## The task
Please scale the entries below by writing out every line again, requests included, with each bounding box coordinate in the answers multiplied by 0.25 and rounded to the nearest whole number, halves going up. Leave the pictures out of your answer.

## Excerpted records
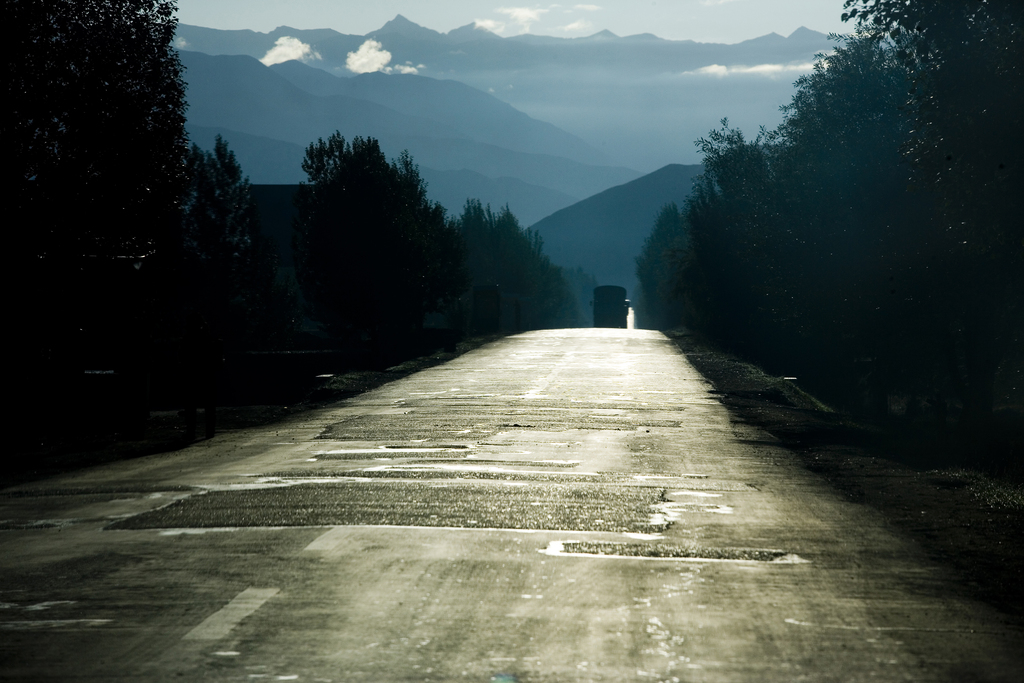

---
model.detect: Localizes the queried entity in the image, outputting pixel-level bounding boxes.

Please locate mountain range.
[176,15,834,171]
[532,164,703,296]
[175,15,831,299]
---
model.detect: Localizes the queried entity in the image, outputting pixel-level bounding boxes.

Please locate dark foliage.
[182,135,298,350]
[458,200,584,329]
[294,133,468,338]
[682,32,1024,432]
[635,203,689,330]
[10,0,186,259]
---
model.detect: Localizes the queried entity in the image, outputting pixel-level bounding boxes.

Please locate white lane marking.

## Full output
---
model.detect: Localizes the queried entity in the image, outputting pixel-level bounding boxes.

Please locate mountain range.
[44,4,209,43]
[133,41,176,74]
[44,4,208,75]
---
model.detect: Localizes the queried entity in the image, outputting pixel-level bounding boxes.

Please locate dark foliage.
[46,34,75,88]
[115,50,146,82]
[74,33,117,85]
[171,8,256,108]
[159,51,172,83]
[3,0,47,65]
---
model.detect: Localizes the queried entity in the image, outputting pixel-level bounding boxes.

Please locate white lane marking.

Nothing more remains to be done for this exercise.